- [Text excerpt]:
+++++

What is an embryonic stem cell line?
Embryonic stem cells, as their name suggests, are derived from embryos. Specifically, embryonic stem cells are derived from embryos that develop from eggs that have been fertilized in the laboratory outside of a woman's body. The stem cells are the mass of cells found inside the blastocyst.

Stem cells in Petri dishes

Researches remove these cells, about 30 in number, and place them in plastic laboratory culture dish that contain a broth. The cells divide and spread over the surface of the dish. Eventually, they grow into millions of cells and are transferred from one dish to many other dishes, frozen, and shipped to other research labs for experimentation. They do not differentiate, lacking the trophoblast.

What are adult stem cells?
Adult stem cells are rare and are found not in embryos, but in mature tissues. Their function is to repair damaged tissue. Methods of expanding their numbers in a cell culture have not been worked out. Adult stem cells are not cultured, but individually harvested from donors using chemical extraction and other methods.

What is transplant rejection?
Transplant rejection occurs when a transplanted organ or tissue is not accepted by the body of the transplant recipient. This is explained by the concept that the immune system of the recipient attacks the transplanted organ or tissue. This is expected to happen, because the immune system's purpose is to distinguish foreign material within the body and attempt to destroy it, just as it attempts to destroy infecting organisms such as bacteria and viruses.

Immunosuppressive drugs are used to treat patients with transplanted organs to prevent rejection of the transplant. However, these drugs have the potential of reducing the immune response of the patient, making that patient more susceptible to disease, such as cancer.

One of the major reasons motivating research on cloning is that theoretically, if tissue cloned from a patient was transplanted into that same patients, the tissue would not be viewed as foreign and would thus not be rejected, avoiding triggering the immune rejection response.

What is a clone?
A clone is an identical copy of another creature, having the same DNA. In nature, identical twins are clones. Clones can be created artificially by a process called "somatic cell nuclear transfer." In genetics and developmental biology, somatic cell nuclear transfer (SCNT) is a laboratory technique for creating a clonial embryo, using an ovum with a donor nucleus. It can be used in embryonic stem cell research, or, potentially, in regenerative medicine where it is sometimes referred to as "therapeutic cloning." It can also be used as the first step in the process of reproductive cloning.

+++++

- [Dataset records]:
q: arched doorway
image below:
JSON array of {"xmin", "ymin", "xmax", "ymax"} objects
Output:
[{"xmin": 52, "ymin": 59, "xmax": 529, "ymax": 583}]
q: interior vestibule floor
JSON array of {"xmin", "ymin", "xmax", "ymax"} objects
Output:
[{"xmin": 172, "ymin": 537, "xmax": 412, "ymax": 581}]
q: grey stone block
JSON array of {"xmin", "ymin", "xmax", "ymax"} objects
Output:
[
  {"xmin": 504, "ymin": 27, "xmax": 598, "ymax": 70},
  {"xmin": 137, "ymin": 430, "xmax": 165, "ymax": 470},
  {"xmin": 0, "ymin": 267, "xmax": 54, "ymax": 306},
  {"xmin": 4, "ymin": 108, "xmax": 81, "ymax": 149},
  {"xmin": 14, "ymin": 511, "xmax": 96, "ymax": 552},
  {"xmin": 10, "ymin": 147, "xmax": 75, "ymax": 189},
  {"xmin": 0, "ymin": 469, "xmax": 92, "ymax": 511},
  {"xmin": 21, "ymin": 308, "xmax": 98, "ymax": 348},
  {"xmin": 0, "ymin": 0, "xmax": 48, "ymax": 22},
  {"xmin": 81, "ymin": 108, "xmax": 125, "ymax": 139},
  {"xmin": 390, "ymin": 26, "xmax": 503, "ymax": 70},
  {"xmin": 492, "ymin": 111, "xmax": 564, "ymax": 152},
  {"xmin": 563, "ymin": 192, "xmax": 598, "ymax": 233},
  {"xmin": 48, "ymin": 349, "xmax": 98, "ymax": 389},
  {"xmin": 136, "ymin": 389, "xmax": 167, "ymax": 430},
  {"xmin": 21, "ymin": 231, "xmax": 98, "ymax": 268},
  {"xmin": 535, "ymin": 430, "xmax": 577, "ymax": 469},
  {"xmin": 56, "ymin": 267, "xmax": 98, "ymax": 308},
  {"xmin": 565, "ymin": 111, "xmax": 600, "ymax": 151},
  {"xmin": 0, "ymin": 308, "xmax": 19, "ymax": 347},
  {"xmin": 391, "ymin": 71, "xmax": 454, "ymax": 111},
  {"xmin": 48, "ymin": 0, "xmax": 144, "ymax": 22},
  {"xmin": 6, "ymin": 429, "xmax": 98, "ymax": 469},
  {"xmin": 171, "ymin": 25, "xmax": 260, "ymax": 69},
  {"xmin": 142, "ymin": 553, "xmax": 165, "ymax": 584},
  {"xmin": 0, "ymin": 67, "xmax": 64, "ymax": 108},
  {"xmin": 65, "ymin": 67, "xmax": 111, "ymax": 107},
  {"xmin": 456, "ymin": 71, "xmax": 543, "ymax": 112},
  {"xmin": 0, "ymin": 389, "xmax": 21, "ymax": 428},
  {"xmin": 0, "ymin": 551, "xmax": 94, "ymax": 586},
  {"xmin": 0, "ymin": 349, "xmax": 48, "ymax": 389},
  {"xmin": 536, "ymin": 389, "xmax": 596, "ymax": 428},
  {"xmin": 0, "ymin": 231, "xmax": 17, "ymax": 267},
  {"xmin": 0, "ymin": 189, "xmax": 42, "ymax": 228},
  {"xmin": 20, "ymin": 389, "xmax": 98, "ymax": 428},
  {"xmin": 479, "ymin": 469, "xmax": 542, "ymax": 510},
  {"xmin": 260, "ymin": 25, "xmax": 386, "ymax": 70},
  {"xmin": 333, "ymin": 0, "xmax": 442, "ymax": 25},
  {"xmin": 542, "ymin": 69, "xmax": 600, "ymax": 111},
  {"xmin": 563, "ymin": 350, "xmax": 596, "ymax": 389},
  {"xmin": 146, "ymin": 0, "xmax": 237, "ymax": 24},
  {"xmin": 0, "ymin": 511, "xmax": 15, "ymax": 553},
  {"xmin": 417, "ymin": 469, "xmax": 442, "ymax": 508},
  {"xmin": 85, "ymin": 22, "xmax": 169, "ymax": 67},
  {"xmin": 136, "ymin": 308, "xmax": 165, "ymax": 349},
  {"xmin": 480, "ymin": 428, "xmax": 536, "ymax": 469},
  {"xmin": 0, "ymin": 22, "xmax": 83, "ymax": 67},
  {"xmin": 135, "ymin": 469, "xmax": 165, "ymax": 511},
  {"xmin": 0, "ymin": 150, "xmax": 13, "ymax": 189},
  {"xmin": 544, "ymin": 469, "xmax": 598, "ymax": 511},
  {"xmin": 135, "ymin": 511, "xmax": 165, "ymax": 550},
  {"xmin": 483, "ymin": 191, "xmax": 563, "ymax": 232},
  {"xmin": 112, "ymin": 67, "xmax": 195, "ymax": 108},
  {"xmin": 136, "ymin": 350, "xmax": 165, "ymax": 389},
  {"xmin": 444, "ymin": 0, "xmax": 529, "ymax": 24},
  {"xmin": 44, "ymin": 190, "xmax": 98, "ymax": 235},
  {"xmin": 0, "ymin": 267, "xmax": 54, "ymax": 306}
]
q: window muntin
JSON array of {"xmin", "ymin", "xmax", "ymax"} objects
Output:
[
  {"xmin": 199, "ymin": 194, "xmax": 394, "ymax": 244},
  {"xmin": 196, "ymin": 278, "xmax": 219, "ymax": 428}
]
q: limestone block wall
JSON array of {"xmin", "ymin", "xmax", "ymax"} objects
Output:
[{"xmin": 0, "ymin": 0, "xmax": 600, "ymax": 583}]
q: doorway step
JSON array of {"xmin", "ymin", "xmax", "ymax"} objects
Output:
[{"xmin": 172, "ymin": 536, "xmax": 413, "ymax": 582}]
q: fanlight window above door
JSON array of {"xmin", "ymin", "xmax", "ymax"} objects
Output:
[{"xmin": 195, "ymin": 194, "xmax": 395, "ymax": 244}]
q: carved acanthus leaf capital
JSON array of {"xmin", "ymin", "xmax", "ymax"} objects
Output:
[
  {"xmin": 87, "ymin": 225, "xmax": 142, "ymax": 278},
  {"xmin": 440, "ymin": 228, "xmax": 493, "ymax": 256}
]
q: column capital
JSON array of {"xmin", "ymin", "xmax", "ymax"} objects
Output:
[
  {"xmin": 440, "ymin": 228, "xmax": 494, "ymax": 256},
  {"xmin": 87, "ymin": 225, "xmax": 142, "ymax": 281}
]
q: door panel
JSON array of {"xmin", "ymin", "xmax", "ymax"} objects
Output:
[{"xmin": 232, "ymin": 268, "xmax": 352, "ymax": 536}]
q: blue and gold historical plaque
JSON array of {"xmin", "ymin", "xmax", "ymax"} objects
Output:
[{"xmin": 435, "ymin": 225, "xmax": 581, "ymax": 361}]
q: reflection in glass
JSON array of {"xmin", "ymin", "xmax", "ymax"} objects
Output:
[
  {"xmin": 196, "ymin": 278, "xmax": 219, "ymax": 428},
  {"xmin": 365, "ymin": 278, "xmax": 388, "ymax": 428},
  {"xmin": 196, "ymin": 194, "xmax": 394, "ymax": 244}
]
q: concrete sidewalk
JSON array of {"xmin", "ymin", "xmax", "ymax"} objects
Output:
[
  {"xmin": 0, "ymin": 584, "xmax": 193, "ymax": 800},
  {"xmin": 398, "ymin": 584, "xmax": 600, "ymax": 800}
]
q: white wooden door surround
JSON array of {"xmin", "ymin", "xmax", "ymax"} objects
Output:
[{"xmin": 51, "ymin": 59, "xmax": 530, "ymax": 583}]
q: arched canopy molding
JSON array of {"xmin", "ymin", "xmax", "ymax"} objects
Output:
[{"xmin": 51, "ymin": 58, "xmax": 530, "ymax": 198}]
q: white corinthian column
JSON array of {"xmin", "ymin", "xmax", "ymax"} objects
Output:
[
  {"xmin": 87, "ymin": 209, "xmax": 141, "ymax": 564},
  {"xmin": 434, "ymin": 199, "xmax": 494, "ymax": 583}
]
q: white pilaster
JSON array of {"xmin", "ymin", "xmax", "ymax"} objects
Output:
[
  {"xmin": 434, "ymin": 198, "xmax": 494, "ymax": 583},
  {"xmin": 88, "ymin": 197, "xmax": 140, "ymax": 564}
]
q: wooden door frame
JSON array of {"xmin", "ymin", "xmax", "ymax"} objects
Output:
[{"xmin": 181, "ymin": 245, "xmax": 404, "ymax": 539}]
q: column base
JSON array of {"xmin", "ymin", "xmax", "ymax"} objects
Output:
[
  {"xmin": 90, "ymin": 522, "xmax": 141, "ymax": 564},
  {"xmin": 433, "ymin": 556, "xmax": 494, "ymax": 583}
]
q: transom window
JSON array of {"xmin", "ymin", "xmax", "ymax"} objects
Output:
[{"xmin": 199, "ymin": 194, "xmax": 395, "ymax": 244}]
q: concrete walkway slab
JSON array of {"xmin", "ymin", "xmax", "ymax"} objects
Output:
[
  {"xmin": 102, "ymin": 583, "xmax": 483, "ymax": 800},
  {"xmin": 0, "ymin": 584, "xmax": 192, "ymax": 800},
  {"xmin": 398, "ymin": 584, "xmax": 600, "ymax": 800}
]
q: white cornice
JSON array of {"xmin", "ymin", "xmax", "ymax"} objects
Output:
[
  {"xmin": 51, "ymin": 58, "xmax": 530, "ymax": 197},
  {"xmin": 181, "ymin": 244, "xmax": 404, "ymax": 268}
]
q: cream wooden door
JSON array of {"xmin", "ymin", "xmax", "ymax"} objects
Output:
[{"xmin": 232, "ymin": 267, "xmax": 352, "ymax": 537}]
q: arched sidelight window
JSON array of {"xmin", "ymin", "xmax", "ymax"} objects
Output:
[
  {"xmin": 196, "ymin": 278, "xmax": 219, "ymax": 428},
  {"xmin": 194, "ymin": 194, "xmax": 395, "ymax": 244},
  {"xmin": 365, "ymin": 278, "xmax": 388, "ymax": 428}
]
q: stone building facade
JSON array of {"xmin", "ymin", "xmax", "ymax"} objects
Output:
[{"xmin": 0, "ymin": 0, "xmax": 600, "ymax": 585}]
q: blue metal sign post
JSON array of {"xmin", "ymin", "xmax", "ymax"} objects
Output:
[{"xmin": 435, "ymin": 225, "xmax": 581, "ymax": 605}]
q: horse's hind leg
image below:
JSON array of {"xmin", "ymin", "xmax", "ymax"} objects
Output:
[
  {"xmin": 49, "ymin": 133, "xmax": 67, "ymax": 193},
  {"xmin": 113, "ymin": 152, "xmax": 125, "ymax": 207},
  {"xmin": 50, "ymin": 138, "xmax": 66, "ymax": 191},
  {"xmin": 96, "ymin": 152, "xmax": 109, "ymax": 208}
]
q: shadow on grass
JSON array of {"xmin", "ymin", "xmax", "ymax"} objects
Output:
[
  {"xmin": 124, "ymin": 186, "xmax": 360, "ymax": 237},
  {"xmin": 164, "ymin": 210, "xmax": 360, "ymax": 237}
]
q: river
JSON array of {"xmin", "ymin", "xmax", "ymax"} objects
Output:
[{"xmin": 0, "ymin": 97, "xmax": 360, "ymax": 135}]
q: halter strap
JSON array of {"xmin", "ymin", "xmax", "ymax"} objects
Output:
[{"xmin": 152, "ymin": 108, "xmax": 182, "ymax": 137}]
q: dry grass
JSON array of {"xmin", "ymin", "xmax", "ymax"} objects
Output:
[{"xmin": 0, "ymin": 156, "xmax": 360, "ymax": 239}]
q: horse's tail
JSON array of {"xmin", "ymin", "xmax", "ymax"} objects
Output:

+++++

- [Instructions]:
[1] Reproduce the stem cell and cloning text word for word, between "Immunosuppressive drugs are" and "immune rejection response.", inclusive.
[2] Pick up the text on stem cells and cloning after its last sentence and continue it.

- [Outputs for the tasks]:
[1]
Immunosuppressive drugs are used to treat patients with transplanted organs to prevent rejection of the transplant. However, these drugs have the potential of reducing the immune response of the patient, making that patient more susceptible to disease, such as cancer.

One of the major reasons motivating research on cloning is that theoretically, if tissue cloned from a patient was transplanted into that same patients, the tissue would not be viewed as foreign and would thus not be rejected, avoiding triggering the immune rejection response.

[2]
In SCNT the nucleus, which contains the organism's DNA, of a somatic cell (a body cell other than a sperm or egg cell) is removed and the rest of the cell discarded. At the same time, the nucleus of an egg cell is removed. The nucleus of the somatic cell is then inserted into the enucleated egg cell. After being inserted into the egg, the somatic cell nucleus is reprogrammed by the host cell. The egg, now containing the nucleus of a somatic cell, is stimulated with a shock and will begin to divide. After many mitotic divisions in culture, this single cell forms a blastocyst (an early stage embryo with about 100 cells) with almost identical DNA to the original organism.

Somatic cell nuclear transfer is done by taking out the nucleus of an unfertilized egg from a sheep, for instance, and replacing it with the nucleus from a somatic, that is, body cell (usually a skin cell or muscle cell) of another sheep, then zapping it with an electrical charge, stimulating it to divide and grow into a blastocyst, that is, an embryo.

It can then either be transplanted into the womb of a mother sheep (which is called reproductive cloning) and wait for it to be born. Or one can allow the clonal embryo to grow in the laboratory for several days, then destroy it, to harvest the embryonic stem cells so as to produce a custom-made stem cell line, identical to the genetic structure of the animal from which the original somatic cells were taken. This later method is called “therapeutic cloning.”